● Tasks for this exercise:
A. In the text on macrophage polarization in myeloma, which two antibodies were used to identify M2 cells in the bone marrow biopsy samples?
B. Continue the text on macrophage polarization in myeloma from where it stops.

● Text for analysis:
——

Increased Alternative Macrophage-2 (M2) Polarization with Trib1 Gene over Expression in Myeloma Patients with Progressive Disease and Jak2 Inhibitors Reduce M2 Polarization

Introduction: The bone marrow (BM) microenvironment plays an important role in multiple myeloma (MM). The BM niche is composed of multiple cell types including macrophages. Macrophages polarize into pro‑inflammatory macrophage-1 (M1) or alternative M2 states that promote tumor growth and metastasis. We evaluated the proportion of M2 macrophages in BM from MM pts either showing complete response (CR) or progressive disease (PD), the effects of MM cells on M1 and M2 differentiation, and the role of Trib1 in M2 differentiation in MM BM. Since the JAK-STAT signaling pathway plays key roles in macrophages, we also evaluated the effects of the JAK2 inhibitor ruxolitinib (RUX) on M2 polarization in MM.

Methods: Using immunofluorescence (IFC), we determined the proportion of M1 and M2 macrophages in BM biopsies and aspirates from MM pts with PD or CR. The BM biopsy samples were stained with antibodies directed against human iNOS and CD86 for M1 and arginase 1(ARG1) and CD36 for M2 cells. MM BM aspirates were also examined using flow cytometric analysis (FCA). Human monocytes isolated from healthy subjects or the THP1 monocyte cell line were co‑cultured with MM cell lines (RPMI8226 and U266) or primary MM tumor cells. The effects of RUX at low concentrations (IC20) on M2 polarization were determined. The percentages of M1 and M2 macrophages were determined using FCA. Total RNA was extracted from monocytes. Quantitative PCR was measured with TaqMan technology. For the in vivo studies, human MM tumors (LAGκ-2) were surgically implanted into the left superficial gluteal muscle of SCID mice and tumor volume measured on a weekly basis.

——

● Available data:
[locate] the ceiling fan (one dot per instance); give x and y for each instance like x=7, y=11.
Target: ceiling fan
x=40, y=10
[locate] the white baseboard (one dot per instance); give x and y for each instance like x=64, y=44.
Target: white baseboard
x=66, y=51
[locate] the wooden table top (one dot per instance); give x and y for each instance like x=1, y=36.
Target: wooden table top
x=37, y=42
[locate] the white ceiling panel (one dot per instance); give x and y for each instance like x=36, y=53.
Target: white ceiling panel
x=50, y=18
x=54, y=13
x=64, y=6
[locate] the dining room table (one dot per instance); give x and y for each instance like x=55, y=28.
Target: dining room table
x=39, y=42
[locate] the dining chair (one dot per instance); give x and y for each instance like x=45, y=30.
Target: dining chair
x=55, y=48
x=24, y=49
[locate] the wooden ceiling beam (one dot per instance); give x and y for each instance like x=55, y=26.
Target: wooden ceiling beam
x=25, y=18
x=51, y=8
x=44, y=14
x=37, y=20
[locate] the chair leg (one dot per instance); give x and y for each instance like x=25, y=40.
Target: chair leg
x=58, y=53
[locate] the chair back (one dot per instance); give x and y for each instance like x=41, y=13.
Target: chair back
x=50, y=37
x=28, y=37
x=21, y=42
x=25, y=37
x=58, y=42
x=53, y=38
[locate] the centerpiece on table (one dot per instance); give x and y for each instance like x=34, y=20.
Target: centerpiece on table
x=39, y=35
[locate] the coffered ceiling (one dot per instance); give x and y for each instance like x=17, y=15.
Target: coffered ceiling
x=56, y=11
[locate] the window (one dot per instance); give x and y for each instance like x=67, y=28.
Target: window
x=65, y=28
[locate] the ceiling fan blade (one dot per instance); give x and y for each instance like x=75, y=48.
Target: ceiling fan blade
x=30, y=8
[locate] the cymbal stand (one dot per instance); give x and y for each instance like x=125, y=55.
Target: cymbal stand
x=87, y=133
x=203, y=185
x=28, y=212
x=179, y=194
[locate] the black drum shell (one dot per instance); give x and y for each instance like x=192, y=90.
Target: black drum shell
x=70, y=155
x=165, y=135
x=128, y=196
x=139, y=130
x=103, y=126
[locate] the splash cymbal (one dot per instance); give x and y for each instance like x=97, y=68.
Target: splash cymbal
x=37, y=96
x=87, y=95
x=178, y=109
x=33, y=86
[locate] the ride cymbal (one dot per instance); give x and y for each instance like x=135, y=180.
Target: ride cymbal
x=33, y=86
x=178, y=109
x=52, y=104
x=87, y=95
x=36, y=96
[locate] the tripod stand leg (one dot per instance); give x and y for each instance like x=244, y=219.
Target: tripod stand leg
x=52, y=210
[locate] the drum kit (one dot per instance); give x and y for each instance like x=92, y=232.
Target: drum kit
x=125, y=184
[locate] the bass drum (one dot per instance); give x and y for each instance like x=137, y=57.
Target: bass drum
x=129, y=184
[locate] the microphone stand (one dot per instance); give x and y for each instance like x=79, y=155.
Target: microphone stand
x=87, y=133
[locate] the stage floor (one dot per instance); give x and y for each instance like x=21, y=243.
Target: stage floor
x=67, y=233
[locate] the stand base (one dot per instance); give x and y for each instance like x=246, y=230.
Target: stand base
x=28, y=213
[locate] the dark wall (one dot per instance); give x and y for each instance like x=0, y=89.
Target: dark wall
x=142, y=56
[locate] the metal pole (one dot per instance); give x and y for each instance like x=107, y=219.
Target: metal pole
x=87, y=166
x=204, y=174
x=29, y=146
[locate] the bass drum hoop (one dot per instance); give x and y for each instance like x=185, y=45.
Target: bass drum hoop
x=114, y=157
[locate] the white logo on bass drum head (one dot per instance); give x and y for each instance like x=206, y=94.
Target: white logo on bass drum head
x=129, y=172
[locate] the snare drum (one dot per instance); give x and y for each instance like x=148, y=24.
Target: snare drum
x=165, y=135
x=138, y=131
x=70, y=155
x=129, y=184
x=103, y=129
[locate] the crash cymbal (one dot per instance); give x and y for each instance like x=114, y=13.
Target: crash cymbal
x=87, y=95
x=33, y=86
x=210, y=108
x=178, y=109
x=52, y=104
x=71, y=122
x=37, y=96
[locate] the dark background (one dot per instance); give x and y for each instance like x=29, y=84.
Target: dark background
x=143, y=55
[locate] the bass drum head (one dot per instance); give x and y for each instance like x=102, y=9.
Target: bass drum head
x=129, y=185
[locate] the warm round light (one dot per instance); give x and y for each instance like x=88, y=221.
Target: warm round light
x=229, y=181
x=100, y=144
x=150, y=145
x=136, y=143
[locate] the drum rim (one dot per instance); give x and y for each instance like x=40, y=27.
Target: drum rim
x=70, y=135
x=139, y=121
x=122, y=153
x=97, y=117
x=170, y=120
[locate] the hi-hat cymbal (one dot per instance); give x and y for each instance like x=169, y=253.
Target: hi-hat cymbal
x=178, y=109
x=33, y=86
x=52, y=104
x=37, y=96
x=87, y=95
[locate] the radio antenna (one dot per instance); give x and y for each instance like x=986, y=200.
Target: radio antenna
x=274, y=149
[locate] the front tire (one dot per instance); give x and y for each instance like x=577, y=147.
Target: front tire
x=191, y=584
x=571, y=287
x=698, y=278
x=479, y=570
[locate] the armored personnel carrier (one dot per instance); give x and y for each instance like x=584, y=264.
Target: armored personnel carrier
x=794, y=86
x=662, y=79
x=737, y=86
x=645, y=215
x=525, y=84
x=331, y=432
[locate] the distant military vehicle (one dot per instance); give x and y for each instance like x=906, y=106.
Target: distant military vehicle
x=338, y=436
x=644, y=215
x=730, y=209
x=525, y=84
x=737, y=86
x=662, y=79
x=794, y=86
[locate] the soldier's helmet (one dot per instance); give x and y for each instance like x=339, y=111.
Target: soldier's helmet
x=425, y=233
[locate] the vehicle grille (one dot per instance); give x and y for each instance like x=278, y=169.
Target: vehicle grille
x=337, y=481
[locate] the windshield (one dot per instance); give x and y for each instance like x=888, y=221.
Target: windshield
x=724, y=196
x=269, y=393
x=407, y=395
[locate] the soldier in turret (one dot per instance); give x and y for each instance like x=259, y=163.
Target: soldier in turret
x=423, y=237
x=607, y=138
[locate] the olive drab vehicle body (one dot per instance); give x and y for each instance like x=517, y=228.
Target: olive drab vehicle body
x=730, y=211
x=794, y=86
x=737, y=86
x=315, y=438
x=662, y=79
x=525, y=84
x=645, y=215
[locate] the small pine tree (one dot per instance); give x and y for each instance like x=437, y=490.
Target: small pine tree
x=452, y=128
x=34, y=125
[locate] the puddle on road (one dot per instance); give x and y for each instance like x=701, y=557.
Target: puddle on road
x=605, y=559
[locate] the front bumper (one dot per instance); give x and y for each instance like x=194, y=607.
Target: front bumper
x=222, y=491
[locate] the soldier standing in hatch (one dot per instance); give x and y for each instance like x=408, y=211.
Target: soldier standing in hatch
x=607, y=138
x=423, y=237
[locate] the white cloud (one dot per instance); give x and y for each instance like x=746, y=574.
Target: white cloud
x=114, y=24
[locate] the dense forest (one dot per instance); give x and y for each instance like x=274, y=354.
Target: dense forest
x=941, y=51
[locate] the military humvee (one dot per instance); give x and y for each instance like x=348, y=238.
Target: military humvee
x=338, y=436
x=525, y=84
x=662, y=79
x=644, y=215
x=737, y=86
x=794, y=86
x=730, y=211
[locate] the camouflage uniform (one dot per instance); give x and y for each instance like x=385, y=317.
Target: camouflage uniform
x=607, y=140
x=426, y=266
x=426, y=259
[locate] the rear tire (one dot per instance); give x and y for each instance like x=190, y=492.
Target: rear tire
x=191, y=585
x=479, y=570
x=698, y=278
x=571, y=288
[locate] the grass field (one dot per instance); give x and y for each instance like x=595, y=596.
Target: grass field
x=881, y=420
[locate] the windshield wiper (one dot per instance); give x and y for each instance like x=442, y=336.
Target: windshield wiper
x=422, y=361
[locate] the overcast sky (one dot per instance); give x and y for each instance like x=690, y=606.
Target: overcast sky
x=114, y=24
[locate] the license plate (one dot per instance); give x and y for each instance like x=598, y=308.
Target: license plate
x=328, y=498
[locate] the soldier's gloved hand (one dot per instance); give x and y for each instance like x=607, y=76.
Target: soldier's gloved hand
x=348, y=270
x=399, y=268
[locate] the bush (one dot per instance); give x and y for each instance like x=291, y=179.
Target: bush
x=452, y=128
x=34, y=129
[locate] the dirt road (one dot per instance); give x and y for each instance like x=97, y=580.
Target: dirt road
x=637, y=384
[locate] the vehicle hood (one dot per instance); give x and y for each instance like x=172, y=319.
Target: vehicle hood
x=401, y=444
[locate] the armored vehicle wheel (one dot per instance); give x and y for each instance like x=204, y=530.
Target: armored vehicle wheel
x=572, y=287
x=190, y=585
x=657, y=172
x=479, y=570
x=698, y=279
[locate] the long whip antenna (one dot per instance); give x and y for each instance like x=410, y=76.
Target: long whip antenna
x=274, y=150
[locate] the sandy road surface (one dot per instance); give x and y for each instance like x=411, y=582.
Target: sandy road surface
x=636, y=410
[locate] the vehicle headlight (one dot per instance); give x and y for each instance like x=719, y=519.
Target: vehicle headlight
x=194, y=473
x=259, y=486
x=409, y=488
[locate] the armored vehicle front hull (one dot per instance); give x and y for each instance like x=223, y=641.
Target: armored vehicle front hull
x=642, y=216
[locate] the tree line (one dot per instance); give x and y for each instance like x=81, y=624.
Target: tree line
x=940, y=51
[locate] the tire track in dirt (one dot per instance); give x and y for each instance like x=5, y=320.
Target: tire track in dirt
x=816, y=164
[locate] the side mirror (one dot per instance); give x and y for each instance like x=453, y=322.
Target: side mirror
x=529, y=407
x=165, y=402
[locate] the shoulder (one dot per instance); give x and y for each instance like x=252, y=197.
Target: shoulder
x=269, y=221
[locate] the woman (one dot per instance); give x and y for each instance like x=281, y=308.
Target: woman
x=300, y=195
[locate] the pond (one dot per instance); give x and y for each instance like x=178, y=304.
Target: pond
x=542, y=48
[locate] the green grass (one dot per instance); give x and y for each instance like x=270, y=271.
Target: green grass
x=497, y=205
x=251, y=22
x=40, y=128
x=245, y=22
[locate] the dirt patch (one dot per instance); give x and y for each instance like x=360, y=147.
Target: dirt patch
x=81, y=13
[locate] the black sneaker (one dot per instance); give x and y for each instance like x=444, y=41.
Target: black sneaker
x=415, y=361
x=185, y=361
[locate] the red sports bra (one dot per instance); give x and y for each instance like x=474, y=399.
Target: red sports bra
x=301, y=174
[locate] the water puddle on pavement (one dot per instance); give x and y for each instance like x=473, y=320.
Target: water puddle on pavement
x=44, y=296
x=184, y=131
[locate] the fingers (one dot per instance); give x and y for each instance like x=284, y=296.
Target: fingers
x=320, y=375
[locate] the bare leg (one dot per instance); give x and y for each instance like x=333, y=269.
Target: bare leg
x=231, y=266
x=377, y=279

——

● Results of the exercise:
A. Arginase 1 (ARG1) and CD36.

B.
Results: The proportion of M2 macrophages (CD36⁺/ARG1⁺) was markedly increased in BM biopsies or mononuclear cells from MM pts with PD compared with those in CR using IFC staining. FCA also showed the percentage of M2 macrophages in BM was significantly increased in MM pts with PD (n=25) compared to those in CR (n=10; P=0.005) whereas there was no difference in the percentage of M1 (CD86⁺/iNOS⁺) macrophages in BM derived from MM pts with PD compared to those in CR. Trib1 gene mRNA levels were higher among pts with PD compared to those in CR whereas the gene expression of Trib2 and Trib3 was not different. Next, we co-cultured MM cell lines (U266) or fresh MM BMMCs with purified healthy human monocytes for one week. The percentage of M2 cells markedly increased and the proportion of M1 cells decreased. Trib1 gene expression increased during co-culture whereas there was no change in expression of the other two Tribs. When direct cell-to-cell contact occurred between the MM tumor cells and the monocytes, the percentage of M2 macrophages markedly increased. We investigated the effects of the JAK2 inhibitor RUX on M2 differentiation induced with MM tumor cells. After exposure to a low concentration of RUX, the percentage of M2 cells decreased when the monocytes were co-cultured with MM tumor cells. Trib1 gene expression of the monocytes treated with RUX was also notably reduced compared with cells not treated with the JAK2 inhibitor. Using our human MM xenograft model LAGκ-2, RUX (1.5mg/kg) reduced tumor growth and decreased the proportion of M2 macrophages in the tumor tissue of MM tumor-bearing SCID mice.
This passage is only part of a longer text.